__EXTRACTED TEXT__:
-*-*-

In this chapter, we review the utility of genome-environment association approaches to infer the potential of wild accessions and landraces to make tropical crops more resistant to climate change, using the food crop common bean (Phaseolus vulgaris L.) as a model. Wild beans are thought to have diversified and adapted locally in South and Central America from an original range in Central America [1, 2], after which domestication in the southern and northern ends of each region gave origin to Andean and Mesoamerican domesticates, respectively [3, 4, 5, 6, 7]. Both gene pools followed somewhat parallel pathways of dissemination through the world, generating new secondary centers of diversity in Africa and Asia [8].

Common bean is a source of nutrients and protein for over 500 million people in Latin America and Africa, and more than 4.5 out of 23 million hectares are grown in zones where drought is severe, such as in northeastern Brazil, coastal Peru, the central and northern highlands of Mexico, and in Eastern and Southern Africa [9, 10]. This situation may worsen as increased drought due to climate change will reduce global crop production in greater than 10% by 2050 [11]. Increasing drought tolerance in common bean varieties is therefore needed. Characterizing geo-referenced landraces and wild accessions of common bean at the genetic level (e.g., Figure 1) and quantifying single-nucleotide polymorphism (SNP) allelic associations with a bioclimatic-based drought index offer an efficient path to identify adaptive variations suitable to breed new drought-tolerant varieties.

Figure 1.

Geographic distribution of wild relatives (light gray) and landraces (dark gray) of common bean and its diversity in terms of seed size, colors, and patterns. Modified from Cortés et al. [12].

In the following two sections, we fist explain the theoretical bases behind genome-environment associations, as well as its caveats (Section 2), and later we exemplify it with concrete cases that used geo-referenced landraces and wild accessions of common bean to infer naturally available adaptive variations (Section 3).

-*-*-

__GIVEN INFORMATION__:
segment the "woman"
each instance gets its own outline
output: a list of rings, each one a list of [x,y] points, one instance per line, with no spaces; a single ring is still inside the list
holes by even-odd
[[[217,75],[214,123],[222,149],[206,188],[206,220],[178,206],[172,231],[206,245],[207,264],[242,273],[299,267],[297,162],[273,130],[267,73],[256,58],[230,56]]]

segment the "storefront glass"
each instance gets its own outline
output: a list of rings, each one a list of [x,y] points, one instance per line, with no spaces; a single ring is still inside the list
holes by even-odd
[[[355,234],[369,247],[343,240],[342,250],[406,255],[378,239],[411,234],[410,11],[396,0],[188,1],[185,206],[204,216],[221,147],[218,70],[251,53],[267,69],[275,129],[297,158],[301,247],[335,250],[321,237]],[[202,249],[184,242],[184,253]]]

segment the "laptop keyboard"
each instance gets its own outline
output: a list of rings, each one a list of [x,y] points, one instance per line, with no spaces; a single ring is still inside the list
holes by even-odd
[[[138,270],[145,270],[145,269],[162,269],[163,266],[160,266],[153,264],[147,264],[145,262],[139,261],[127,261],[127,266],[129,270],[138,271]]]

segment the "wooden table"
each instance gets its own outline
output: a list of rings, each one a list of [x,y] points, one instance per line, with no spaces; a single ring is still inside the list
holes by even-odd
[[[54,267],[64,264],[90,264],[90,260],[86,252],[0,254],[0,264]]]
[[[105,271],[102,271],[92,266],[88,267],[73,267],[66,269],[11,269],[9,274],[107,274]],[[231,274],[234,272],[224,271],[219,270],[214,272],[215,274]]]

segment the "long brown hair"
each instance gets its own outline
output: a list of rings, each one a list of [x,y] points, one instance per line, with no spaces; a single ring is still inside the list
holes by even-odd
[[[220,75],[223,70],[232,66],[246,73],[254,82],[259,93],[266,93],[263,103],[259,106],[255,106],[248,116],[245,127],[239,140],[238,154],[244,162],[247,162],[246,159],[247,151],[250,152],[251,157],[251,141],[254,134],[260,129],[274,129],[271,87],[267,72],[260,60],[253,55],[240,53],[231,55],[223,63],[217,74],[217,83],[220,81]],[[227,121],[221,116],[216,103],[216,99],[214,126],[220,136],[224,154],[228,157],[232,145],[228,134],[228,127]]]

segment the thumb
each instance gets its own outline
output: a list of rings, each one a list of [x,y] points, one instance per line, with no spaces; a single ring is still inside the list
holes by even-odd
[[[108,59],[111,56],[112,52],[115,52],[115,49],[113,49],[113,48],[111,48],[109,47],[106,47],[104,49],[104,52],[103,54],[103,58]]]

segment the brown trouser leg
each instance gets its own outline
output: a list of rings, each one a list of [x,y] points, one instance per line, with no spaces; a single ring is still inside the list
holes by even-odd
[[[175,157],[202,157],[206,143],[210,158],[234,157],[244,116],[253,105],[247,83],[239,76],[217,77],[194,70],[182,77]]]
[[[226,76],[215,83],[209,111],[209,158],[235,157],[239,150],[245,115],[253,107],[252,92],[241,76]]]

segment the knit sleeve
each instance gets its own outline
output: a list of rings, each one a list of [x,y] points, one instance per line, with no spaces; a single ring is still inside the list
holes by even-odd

-*-*-

__WHAT TO WORK ON__:
(a) In the common bean passage, reproduce the span between "Common bean is" and "new drought-tolerant varieties.", inclusive, but swap "drought-tolerant" for "drought-resistant".
(b) Answer these about the common bean passage:
(i) How many people in Latin America and Africa rely on common bean as a source of nutrients and protein?
(ii) What two domesticates arose from domestication in the southern and northern ends of each region?
(iii) In Figure 1, what shade marks the landraces?

__ANSWERS IN ORDER__:
(a)
Common bean is a source of nutrients and protein for over 500 million people in Latin America and Africa, and more than 4.5 out of 23 million hectares are grown in zones where drought is severe, such as in northeastern Brazil, coastal Peru, the central and northern highlands of Mexico, and in Eastern and Southern Africa [9, 10]. This situation may worsen as increased drought due to climate change will reduce global crop production in greater than 10% by 2050 [11]. Increasing drought tolerance in common bean varieties is therefore needed. Characterizing geo-referenced landraces and wild accessions of common bean at the genetic level (e.g., Figure 1) and quantifying single-nucleotide polymorphism (SNP) allelic associations with a bioclimatic-based drought index offer an efficient path to identify adaptive variations suitable to breed new drought-resistant varieties.

(b)
(i) Over 500 million people.
(ii) Andean and Mesoamerican domesticates.
(iii) Dark gray.